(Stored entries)
══════════

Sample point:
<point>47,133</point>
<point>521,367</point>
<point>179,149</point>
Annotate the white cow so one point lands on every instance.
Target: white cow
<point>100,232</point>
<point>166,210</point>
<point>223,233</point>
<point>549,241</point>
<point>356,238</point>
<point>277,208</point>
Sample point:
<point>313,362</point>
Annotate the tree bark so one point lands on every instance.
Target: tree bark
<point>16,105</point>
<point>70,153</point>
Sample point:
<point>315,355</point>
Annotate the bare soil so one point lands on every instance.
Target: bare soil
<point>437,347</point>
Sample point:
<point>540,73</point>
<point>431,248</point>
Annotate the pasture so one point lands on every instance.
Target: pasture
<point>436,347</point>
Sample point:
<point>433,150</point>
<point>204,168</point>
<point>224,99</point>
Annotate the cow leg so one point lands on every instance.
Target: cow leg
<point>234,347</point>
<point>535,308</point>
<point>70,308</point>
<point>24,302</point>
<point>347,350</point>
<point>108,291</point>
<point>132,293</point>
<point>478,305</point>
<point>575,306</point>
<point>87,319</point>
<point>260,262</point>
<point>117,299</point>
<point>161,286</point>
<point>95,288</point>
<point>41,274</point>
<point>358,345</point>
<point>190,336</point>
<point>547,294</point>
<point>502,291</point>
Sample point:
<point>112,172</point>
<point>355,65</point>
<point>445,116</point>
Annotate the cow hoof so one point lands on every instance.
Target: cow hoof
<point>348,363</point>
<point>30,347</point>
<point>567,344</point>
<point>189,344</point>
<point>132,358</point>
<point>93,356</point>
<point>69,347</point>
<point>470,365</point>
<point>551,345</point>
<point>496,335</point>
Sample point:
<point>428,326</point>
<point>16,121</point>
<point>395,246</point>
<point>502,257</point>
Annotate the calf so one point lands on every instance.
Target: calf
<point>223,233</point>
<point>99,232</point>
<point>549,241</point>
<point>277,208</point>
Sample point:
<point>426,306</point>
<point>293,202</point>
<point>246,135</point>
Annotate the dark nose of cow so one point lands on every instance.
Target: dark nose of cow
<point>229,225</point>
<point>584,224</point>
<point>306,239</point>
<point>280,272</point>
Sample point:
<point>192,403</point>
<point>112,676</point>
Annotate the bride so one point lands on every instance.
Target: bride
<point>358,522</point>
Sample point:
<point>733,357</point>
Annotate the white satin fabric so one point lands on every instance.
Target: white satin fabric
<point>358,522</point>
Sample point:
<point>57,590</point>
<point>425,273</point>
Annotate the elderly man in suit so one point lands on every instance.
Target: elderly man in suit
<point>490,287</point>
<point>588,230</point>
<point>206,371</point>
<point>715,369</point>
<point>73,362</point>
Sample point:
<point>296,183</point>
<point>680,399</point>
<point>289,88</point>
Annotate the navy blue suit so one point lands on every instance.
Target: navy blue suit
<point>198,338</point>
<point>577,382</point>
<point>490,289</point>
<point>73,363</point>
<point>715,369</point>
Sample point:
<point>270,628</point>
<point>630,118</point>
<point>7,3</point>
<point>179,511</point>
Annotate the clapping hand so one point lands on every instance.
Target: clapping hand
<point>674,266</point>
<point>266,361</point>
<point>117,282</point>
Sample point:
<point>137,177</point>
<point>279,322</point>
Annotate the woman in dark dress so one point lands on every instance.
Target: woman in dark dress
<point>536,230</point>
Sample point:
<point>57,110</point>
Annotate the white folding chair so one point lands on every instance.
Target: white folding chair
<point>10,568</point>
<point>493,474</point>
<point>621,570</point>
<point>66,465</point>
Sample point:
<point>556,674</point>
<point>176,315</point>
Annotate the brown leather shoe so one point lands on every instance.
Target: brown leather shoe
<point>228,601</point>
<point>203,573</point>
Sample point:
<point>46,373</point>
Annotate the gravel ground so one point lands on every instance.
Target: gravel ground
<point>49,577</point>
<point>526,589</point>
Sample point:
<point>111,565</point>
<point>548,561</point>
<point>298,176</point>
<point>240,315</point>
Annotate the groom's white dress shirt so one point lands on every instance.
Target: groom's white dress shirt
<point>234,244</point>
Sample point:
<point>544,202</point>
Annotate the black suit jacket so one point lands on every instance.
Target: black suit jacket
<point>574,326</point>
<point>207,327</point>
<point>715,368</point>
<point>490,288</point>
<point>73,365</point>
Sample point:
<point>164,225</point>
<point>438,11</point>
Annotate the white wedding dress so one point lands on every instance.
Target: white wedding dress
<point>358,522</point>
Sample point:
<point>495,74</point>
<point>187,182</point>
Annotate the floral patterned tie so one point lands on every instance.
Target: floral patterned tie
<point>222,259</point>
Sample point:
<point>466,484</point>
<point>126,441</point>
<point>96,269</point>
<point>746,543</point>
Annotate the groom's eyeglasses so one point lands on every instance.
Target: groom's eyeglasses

══════════

Given problem: Reproduce every one of the items above verbatim, line for line.

Exercise answer:
Sample point:
<point>47,133</point>
<point>521,367</point>
<point>179,149</point>
Annotate the white cow so one point lands on every instance.
Target: white cow
<point>100,232</point>
<point>166,210</point>
<point>223,233</point>
<point>549,241</point>
<point>356,238</point>
<point>277,208</point>
Sample point:
<point>313,362</point>
Annotate the tree bark so one point lands on every instance.
Target: tree bark
<point>16,105</point>
<point>70,153</point>
Sample point:
<point>315,355</point>
Annotate the bare soil so one point lands on every instance.
Target: bare soil
<point>437,347</point>
Sample point:
<point>540,73</point>
<point>431,248</point>
Annotate the pasture so one point lands on every instance.
Target: pasture
<point>436,347</point>
Sample point:
<point>433,150</point>
<point>204,168</point>
<point>224,99</point>
Annotate the cow leg so one point lands on every instance.
Target: cow leg
<point>234,347</point>
<point>535,308</point>
<point>70,308</point>
<point>24,302</point>
<point>347,350</point>
<point>108,291</point>
<point>132,293</point>
<point>478,305</point>
<point>575,306</point>
<point>87,319</point>
<point>260,262</point>
<point>117,299</point>
<point>161,286</point>
<point>95,288</point>
<point>41,274</point>
<point>358,345</point>
<point>190,336</point>
<point>547,294</point>
<point>502,291</point>
Sample point:
<point>112,172</point>
<point>355,65</point>
<point>445,116</point>
Annotate the cow hoof so one point lands on every instance.
Target: cow hoof
<point>348,363</point>
<point>30,347</point>
<point>567,344</point>
<point>189,344</point>
<point>132,358</point>
<point>93,356</point>
<point>69,347</point>
<point>470,365</point>
<point>551,345</point>
<point>496,335</point>
Sample point:
<point>428,326</point>
<point>16,121</point>
<point>395,246</point>
<point>502,257</point>
Annotate the calf so one point lands on every instance.
Target: calf
<point>223,233</point>
<point>99,232</point>
<point>549,241</point>
<point>277,208</point>
Sample point:
<point>426,306</point>
<point>293,202</point>
<point>246,135</point>
Annotate the dark nose of cow so one point lands on every instance.
Target: dark nose of cow
<point>229,225</point>
<point>584,224</point>
<point>306,239</point>
<point>280,272</point>
Sample point:
<point>192,403</point>
<point>112,676</point>
Annotate the bride so one point lands on every instance.
Target: bride
<point>358,522</point>
Sample point:
<point>733,357</point>
Annotate the white satin fabric so one point lands on every instance.
Target: white satin fabric
<point>358,522</point>
Sample point:
<point>57,590</point>
<point>425,273</point>
Annotate the elderly man in suit so one point lands on every instance.
Target: elderly man in suit
<point>490,287</point>
<point>588,230</point>
<point>206,371</point>
<point>715,369</point>
<point>73,362</point>
Sample point:
<point>296,183</point>
<point>680,399</point>
<point>289,88</point>
Annotate the navy blue suit so one point lands on every instance.
Target: navy blue suit
<point>198,338</point>
<point>577,382</point>
<point>490,289</point>
<point>73,363</point>
<point>715,369</point>
Sample point:
<point>270,628</point>
<point>630,118</point>
<point>7,3</point>
<point>179,511</point>
Annotate the clapping hand so one point lands on every instance.
Target: clapping hand
<point>674,266</point>
<point>266,361</point>
<point>117,282</point>
Sample point:
<point>137,177</point>
<point>279,322</point>
Annotate the woman in dark dress so one point lands on every instance.
Target: woman in dark dress
<point>536,230</point>
Sample point:
<point>57,110</point>
Annotate the white folding chair so one point lands on every instance.
Target: white folding chair
<point>10,568</point>
<point>493,474</point>
<point>621,570</point>
<point>66,465</point>
Sample point:
<point>556,674</point>
<point>176,315</point>
Annotate the brown leather shoe so one point lands on every instance.
Target: brown leather shoe
<point>228,601</point>
<point>203,573</point>
Sample point:
<point>46,373</point>
Annotate the gravel ground so one point lands on every instance.
Target: gravel ground
<point>49,577</point>
<point>526,589</point>
Sample point:
<point>111,565</point>
<point>548,561</point>
<point>298,176</point>
<point>240,315</point>
Annotate the groom's white dress shirt so one point lands on every instance.
Target: groom's white dress shirt
<point>234,244</point>
Sample point:
<point>544,202</point>
Annotate the black suit jacket so one point lands on every instance.
Target: black suit jacket
<point>574,326</point>
<point>207,327</point>
<point>715,368</point>
<point>490,288</point>
<point>73,365</point>
Sample point:
<point>164,225</point>
<point>438,11</point>
Annotate the white wedding dress so one point lands on every instance.
Target: white wedding dress
<point>358,522</point>
Sample point:
<point>495,74</point>
<point>187,182</point>
Annotate the floral patterned tie so one point lands on every instance.
Target: floral patterned tie
<point>222,259</point>
Sample point:
<point>466,484</point>
<point>126,441</point>
<point>96,269</point>
<point>746,543</point>
Annotate the groom's eyeglasses so one point lands on every instance.
Target: groom's eyeglasses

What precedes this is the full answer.